SUPPLIED ENTRIES
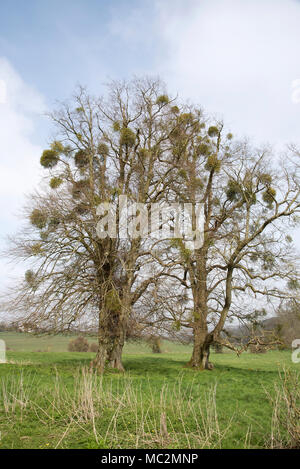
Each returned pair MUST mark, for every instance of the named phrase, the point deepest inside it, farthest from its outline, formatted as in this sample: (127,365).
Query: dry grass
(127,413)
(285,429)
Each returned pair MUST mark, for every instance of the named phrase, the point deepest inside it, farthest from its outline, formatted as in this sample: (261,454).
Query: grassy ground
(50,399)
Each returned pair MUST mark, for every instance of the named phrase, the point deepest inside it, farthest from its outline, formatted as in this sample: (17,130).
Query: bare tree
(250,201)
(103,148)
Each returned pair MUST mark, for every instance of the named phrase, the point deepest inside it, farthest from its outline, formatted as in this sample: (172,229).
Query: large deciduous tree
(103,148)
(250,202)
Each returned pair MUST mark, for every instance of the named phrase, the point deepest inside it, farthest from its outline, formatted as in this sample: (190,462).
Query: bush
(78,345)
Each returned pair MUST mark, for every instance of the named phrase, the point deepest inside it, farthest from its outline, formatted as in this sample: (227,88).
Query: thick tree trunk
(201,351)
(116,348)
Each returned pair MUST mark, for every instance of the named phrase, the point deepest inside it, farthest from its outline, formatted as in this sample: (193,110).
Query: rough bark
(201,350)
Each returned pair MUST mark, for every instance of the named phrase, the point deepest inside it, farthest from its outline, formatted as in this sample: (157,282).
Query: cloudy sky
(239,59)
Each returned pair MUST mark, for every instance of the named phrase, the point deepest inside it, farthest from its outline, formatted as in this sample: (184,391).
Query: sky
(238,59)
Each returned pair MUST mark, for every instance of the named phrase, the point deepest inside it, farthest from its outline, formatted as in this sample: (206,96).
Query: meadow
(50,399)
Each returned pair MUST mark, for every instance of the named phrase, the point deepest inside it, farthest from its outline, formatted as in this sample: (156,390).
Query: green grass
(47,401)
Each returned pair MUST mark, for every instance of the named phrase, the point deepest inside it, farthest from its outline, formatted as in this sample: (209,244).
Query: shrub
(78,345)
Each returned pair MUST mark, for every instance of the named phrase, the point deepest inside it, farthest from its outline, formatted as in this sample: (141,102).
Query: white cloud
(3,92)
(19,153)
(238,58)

GOAL OF THE EXERCISE
Reproduce every line above verbatim, in the same order, omitting the picture.

TASK RESULT
Each returned pair MUST mark, for every instance of the named phrase, the point deepest inside it, farthest from its outline, formatted as in this sample: (127,365).
Query: dry grass
(127,413)
(285,429)
Each returned pair MUST mark, for every instance of the named phrase, the point deepest inside it, farthest from its outline, formatted as in this sample: (261,454).
Query: grassy ground
(50,399)
Each returned pair MUST mark, for every instance of the named phrase, the point deepest inside it, farthest from its outline, formatted as in this sample: (17,130).
Query: bare tree
(250,201)
(103,148)
Each returned pair MUST mark, for every instance of the named phrase, the point deepest inside it, farthest from its outline, formatted as in this sample: (172,229).
Query: large deciduous tree
(103,148)
(250,202)
Each returned pair MUST mark, for every instance of the named phrase, the point deepest inside it, farthest from its outline, formatted as in this sample: (190,462).
Query: bush
(78,345)
Each returned pair MUST mark, for every instance of the named phrase, the point deepest inside it, farthest from its outline, formatted as in this sample: (227,88).
Query: thick tree trunk
(201,351)
(116,348)
Each returned pair MUST mark, for every instance of the named phrase, the point deepest inside it, farthest from its outline, formatted as in this sample: (193,110).
Query: rough bark
(201,350)
Each returned pair MUST mark, for every instance of the named phrase, the point deepest inside it, farthest from its outline, formatted as in this sample: (157,282).
Query: cloudy sky
(239,59)
Each returned pair MUST mark, for every instance of the named phrase, the point deepest inside it, farthest from its outline, formatted as in this sample: (184,391).
Query: sky
(238,59)
Each returned pair MUST mark, for every instance of the named phrase, the point deepest inside it, farthest from its outline, formatted as in this sample: (206,96).
Query: meadow
(50,399)
Each returned pair MUST mark, for every instance of the named phrase, the point deepest inside it, farthest from its outline, formatted as in this sample: (156,390).
Query: green grass
(47,401)
Each returned pair MUST mark, for every instance of the named phrase, the point deepest inside it, farthest from its outline, formatted as in this sample: (209,244).
Query: shrub
(78,345)
Each returned pair MUST mark, for every instance of the named phrase, the point deepest inside it, farthest from its outline, formatted as in this sample: (141,102).
Query: white cloud
(3,92)
(19,153)
(238,58)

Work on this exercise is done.